EXERCISE AIM: Retype the following records exactly and exclude the pictures.

═════ EXERCISE MATERIAL ═════

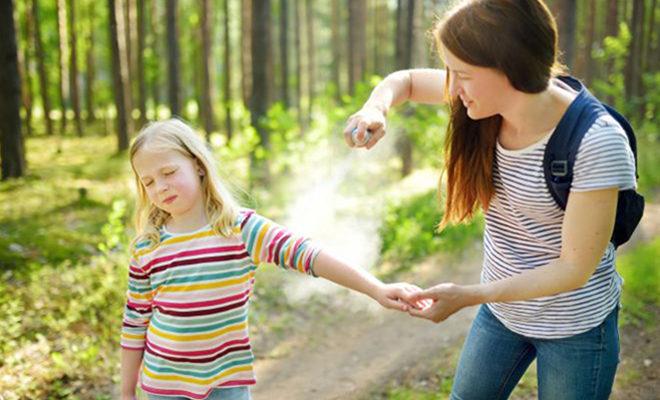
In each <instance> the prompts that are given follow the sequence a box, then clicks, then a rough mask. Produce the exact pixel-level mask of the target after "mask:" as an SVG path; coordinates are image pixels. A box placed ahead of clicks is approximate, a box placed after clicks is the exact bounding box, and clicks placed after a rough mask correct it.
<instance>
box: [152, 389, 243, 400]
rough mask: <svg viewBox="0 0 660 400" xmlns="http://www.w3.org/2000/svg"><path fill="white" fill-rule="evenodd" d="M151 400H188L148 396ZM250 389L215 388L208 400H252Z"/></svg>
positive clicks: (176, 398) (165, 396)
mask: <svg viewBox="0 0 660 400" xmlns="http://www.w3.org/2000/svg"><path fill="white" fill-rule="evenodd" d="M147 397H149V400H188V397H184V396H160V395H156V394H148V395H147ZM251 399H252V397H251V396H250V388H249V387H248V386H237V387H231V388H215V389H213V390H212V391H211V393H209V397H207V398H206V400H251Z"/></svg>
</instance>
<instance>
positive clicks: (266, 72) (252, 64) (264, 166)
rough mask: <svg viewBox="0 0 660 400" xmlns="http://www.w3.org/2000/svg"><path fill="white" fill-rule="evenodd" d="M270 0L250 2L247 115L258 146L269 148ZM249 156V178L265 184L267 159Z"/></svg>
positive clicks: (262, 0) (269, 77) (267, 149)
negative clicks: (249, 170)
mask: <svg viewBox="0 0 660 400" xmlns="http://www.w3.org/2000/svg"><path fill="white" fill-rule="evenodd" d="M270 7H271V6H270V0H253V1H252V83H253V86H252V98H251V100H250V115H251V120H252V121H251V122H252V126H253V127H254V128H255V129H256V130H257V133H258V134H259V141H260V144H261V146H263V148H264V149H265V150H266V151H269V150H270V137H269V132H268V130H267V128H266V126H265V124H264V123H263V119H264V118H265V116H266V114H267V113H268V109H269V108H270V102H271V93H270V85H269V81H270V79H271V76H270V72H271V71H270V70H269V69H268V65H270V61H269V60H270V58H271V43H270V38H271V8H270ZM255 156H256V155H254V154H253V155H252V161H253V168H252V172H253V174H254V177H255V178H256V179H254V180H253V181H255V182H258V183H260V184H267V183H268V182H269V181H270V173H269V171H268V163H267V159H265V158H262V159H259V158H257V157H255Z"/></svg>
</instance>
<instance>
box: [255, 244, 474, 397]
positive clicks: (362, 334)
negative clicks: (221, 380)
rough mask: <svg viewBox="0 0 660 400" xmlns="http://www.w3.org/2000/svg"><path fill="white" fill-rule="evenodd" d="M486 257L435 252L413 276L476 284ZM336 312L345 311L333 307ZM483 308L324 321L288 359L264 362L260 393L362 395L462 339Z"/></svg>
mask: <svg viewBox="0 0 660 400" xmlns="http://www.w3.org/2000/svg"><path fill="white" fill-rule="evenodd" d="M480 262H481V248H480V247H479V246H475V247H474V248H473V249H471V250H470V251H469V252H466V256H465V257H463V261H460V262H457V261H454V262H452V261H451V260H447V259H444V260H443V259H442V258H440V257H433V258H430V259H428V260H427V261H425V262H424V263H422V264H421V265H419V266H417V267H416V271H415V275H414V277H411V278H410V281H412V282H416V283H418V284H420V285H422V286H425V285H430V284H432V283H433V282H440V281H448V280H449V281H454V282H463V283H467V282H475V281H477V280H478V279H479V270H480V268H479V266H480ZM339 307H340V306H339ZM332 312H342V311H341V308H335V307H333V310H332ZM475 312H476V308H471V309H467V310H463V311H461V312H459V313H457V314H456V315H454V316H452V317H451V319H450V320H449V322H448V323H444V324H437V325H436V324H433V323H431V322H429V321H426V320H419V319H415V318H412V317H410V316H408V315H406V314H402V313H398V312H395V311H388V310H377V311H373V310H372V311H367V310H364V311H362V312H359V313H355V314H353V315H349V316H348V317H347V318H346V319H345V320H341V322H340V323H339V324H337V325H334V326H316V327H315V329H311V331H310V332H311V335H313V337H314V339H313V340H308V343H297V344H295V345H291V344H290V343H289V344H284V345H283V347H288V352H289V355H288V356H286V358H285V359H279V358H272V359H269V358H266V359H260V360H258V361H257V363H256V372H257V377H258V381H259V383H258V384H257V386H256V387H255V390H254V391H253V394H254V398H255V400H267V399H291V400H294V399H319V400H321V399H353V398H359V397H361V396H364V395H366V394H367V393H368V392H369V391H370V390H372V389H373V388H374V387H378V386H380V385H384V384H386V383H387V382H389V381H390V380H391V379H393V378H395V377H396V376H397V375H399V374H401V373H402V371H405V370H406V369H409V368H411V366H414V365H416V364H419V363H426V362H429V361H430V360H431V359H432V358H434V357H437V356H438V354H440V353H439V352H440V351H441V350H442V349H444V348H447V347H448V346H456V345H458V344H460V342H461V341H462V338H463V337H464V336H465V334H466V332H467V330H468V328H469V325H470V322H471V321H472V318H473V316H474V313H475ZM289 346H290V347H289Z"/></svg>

═════

SOLUTION TO THIS TASK:
In each <instance> the prompts that are given follow the sequence a box, then clicks, then a rough mask. Produce the exact pixel-level mask of the target after "mask:" as an SVG path; coordinates are image pixels. A box placed ahead of clicks is approximate, a box placed after clicks is the exact bounding box, and clicks placed after a rough mask correct it.
<instance>
box: [152, 389, 243, 400]
rough mask: <svg viewBox="0 0 660 400" xmlns="http://www.w3.org/2000/svg"><path fill="white" fill-rule="evenodd" d="M151 400H188L148 396ZM250 389L215 388L208 400H252Z"/></svg>
positive clicks: (176, 398) (165, 396)
mask: <svg viewBox="0 0 660 400" xmlns="http://www.w3.org/2000/svg"><path fill="white" fill-rule="evenodd" d="M147 397H149V400H188V397H184V396H160V395H156V394H148V395H147ZM251 399H252V397H251V396H250V388H249V387H248V386H237V387H231V388H215V389H213V390H212V391H211V393H209V397H207V398H206V400H251Z"/></svg>
</instance>
<instance>
positive clicks: (266, 72) (252, 64) (264, 166)
rough mask: <svg viewBox="0 0 660 400" xmlns="http://www.w3.org/2000/svg"><path fill="white" fill-rule="evenodd" d="M270 0L250 2L247 115L258 146L269 148ZM249 156V178L265 184L267 159Z"/></svg>
positive clicks: (262, 0) (269, 77) (267, 149)
negative clicks: (249, 170)
mask: <svg viewBox="0 0 660 400" xmlns="http://www.w3.org/2000/svg"><path fill="white" fill-rule="evenodd" d="M270 7H271V6H270V0H253V1H252V83H253V86H252V98H251V100H250V115H251V120H252V121H251V122H252V126H253V127H254V128H255V129H256V130H257V133H258V134H259V141H260V144H261V146H263V148H264V149H265V150H266V151H269V150H270V137H269V132H268V130H267V128H266V126H265V124H264V123H263V119H264V118H265V116H266V114H267V113H268V109H269V108H270V102H271V93H270V85H269V81H270V79H271V76H270V72H271V71H270V70H269V69H268V65H270V61H269V60H270V58H271V43H270V38H271V8H270ZM255 156H256V155H254V154H253V155H252V161H253V168H252V172H253V174H254V177H255V178H256V179H254V180H253V181H255V182H258V183H260V184H267V183H268V182H269V181H270V173H269V171H268V163H267V159H265V158H262V159H259V158H257V157H255Z"/></svg>
</instance>
<instance>
box: [255, 244, 474, 397]
positive clicks: (362, 334)
negative clicks: (221, 380)
rough mask: <svg viewBox="0 0 660 400" xmlns="http://www.w3.org/2000/svg"><path fill="white" fill-rule="evenodd" d="M486 257L435 252L413 276L476 284ZM336 312L345 311L333 307ZM483 308L324 321L288 359L264 362L260 393L362 395L462 339Z"/></svg>
mask: <svg viewBox="0 0 660 400" xmlns="http://www.w3.org/2000/svg"><path fill="white" fill-rule="evenodd" d="M480 262H481V248H480V247H479V246H475V247H474V248H473V249H471V250H470V251H469V252H466V256H465V257H463V261H460V262H457V261H454V262H452V261H451V260H447V259H444V260H443V259H442V258H440V257H433V258H430V259H428V260H427V261H425V262H424V263H422V264H421V265H419V266H417V267H416V271H415V275H414V277H411V278H410V281H412V282H416V283H418V284H420V285H422V286H425V285H430V284H432V283H433V282H440V281H448V280H449V281H454V282H463V283H467V282H475V281H477V280H478V279H479V270H480V268H479V266H480ZM339 307H340V306H339ZM332 312H342V311H341V308H335V307H333V310H332ZM475 312H476V308H471V309H467V310H463V311H461V312H459V313H457V314H456V315H454V316H452V317H451V319H450V320H449V322H448V323H444V324H437V325H436V324H433V323H431V322H429V321H426V320H419V319H415V318H412V317H410V316H408V315H406V314H402V313H398V312H395V311H388V310H377V311H373V310H372V311H367V310H364V311H362V312H359V313H355V314H353V315H349V316H348V317H347V318H346V319H345V320H341V322H340V323H339V324H337V325H334V326H316V327H315V329H311V331H310V332H311V335H313V337H314V339H313V340H308V343H297V344H295V345H291V344H290V343H289V344H284V345H283V347H288V352H289V355H288V356H286V358H285V359H279V358H272V359H269V358H266V359H260V360H258V361H257V363H256V372H257V377H258V381H259V383H258V384H257V386H256V387H255V390H254V391H253V394H254V398H255V400H267V399H291V400H294V399H319V400H321V399H353V398H359V397H361V396H364V395H366V394H367V393H368V392H369V391H370V390H372V389H373V388H374V387H378V386H380V385H384V384H386V383H387V382H389V381H390V380H391V379H393V378H395V377H396V376H397V375H399V374H401V373H402V371H405V370H406V369H409V368H411V366H414V365H416V364H419V363H426V362H429V361H430V360H431V359H432V358H434V357H437V356H438V354H440V353H439V352H440V351H441V350H442V349H444V348H447V347H448V346H456V345H458V344H460V342H461V341H462V338H463V337H464V336H465V334H466V332H467V330H468V328H469V325H470V322H471V321H472V318H473V316H474V313H475ZM289 346H290V347H289Z"/></svg>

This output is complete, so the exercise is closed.